Your instructions: Nothing but an exact copy of the listing should be given.

Record extracts:
.....

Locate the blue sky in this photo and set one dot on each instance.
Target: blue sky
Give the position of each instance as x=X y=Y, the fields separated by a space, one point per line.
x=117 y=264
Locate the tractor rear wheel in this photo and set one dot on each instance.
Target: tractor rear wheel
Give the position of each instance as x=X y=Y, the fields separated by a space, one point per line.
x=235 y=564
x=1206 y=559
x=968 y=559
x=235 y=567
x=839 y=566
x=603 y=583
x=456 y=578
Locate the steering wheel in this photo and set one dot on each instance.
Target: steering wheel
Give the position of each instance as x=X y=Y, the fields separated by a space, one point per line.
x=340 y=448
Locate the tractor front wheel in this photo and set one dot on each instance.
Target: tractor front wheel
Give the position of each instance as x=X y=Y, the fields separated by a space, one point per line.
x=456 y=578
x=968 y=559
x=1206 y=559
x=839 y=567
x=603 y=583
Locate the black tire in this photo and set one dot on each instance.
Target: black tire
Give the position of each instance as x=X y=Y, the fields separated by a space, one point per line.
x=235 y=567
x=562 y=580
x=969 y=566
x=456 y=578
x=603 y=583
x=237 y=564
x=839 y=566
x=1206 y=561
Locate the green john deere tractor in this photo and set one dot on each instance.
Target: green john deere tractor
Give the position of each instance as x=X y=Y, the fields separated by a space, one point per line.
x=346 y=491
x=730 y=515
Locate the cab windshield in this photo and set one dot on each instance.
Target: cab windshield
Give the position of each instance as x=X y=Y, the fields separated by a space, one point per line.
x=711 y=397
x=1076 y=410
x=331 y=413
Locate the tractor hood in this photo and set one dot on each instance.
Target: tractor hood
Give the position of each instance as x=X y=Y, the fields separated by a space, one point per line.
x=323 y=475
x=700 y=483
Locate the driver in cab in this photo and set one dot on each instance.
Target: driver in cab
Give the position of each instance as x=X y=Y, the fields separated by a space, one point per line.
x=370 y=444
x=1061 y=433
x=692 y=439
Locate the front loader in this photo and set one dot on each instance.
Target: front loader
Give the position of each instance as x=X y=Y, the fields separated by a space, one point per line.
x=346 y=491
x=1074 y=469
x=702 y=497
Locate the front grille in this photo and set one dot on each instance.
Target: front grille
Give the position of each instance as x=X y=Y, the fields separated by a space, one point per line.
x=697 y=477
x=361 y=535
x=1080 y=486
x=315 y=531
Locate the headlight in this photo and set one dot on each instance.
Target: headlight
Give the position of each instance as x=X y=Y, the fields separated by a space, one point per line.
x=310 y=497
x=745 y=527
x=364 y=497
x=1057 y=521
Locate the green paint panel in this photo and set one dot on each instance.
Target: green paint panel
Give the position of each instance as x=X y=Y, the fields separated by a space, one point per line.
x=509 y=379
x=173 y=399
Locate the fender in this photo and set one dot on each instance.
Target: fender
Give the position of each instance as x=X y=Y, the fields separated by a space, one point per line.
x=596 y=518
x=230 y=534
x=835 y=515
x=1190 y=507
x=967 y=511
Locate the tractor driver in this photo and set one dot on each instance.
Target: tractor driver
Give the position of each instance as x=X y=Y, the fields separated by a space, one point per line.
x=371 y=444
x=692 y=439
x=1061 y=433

.....

Answer section:
Locate the blue sky in this photo and set one dot on each instance.
Target: blue sky
Give the position of each instance as x=X y=Y, the fields separated by a space, one point per line.
x=117 y=264
Locate the tractor rear wheel in this photo and set one dot on each instance.
Target: tractor rear wheel
Give the position of each instance as x=X y=Y, the fields separated by a space, one point per line.
x=235 y=564
x=1206 y=559
x=968 y=559
x=235 y=567
x=839 y=566
x=603 y=583
x=456 y=578
Locate the steering wheel in this photo and set one dot on each instance.
Target: steering wheel
Give the position of each instance as x=X y=Y, the fields separated by a space, one point per line.
x=340 y=448
Locate the tractor front wheel in this photo and set one dot on each instance.
Target: tractor front wheel
Give the position of each instance as x=X y=Y, the fields separated by a space, one point per line.
x=456 y=578
x=968 y=559
x=1206 y=559
x=839 y=567
x=603 y=583
Locate the black tire in this photo and set one dot on each instance.
Target: black tire
Give the position of each instance as x=X y=Y, the fields separated by a space, one point per line.
x=235 y=567
x=562 y=580
x=969 y=566
x=456 y=578
x=603 y=583
x=237 y=564
x=839 y=566
x=1206 y=561
Locate the green john deere tractor in this photo and set one dot on each instance.
Target: green john deere tractor
Give the position of each instance as x=X y=Y, the fields separated by a space, one point per line.
x=346 y=491
x=730 y=515
Locate the cab windshield in this photo and set one dot on each instance.
Target: cab windshield
Give the position of each instance as x=X y=Y, the fields separated by a space, one point per line.
x=711 y=397
x=1076 y=410
x=331 y=413
Locate the tractor hood in this photo and set one dot on each instance.
Target: tractor hood
Give the position of each instance as x=X y=Y, the fields separated by a space, one point per line.
x=323 y=475
x=700 y=483
Locate the driver in cab in this photo and set one dot on each instance.
Target: driver in cab
Give the position of each instance as x=X y=Y, the fields separated by a space, one point per line.
x=370 y=444
x=1061 y=433
x=692 y=439
Locate the front loader in this photo and set one dot on each instance.
Target: front loader
Give the position of each instance as x=X y=Y, the fields separated by a space, one point per line.
x=346 y=491
x=1074 y=469
x=702 y=497
Locate the front grille in this photo and set one dot on each instance.
Target: front grille
Give the position of each instance as x=X y=Y, the fields separated by a space, one point per line.
x=697 y=477
x=361 y=535
x=1080 y=486
x=315 y=531
Locate the headlight in this photo and set one dot on each instance.
Target: headlight
Give the position of each instance as x=X y=Y, the fields separated by a space, one point per line.
x=310 y=497
x=745 y=527
x=364 y=497
x=1057 y=521
Locate the green paint panel in this photo and set one dot on each instance.
Target: green paint panel
Give the position of each instance as x=X y=Y, the fields separated by a space, one point per line.
x=509 y=379
x=173 y=399
Locate the fender in this photo and set one dot on each instance.
Target: fender
Give the position of each instance as x=X y=Y, the fields separated by a space, one point per line.
x=596 y=518
x=230 y=534
x=835 y=515
x=1190 y=507
x=967 y=511
Locate the tractor driver in this photo and set one dot on each instance.
Target: tractor driver
Give the position of each instance as x=X y=Y, the fields separated by a space, one point per line.
x=371 y=444
x=692 y=439
x=1061 y=433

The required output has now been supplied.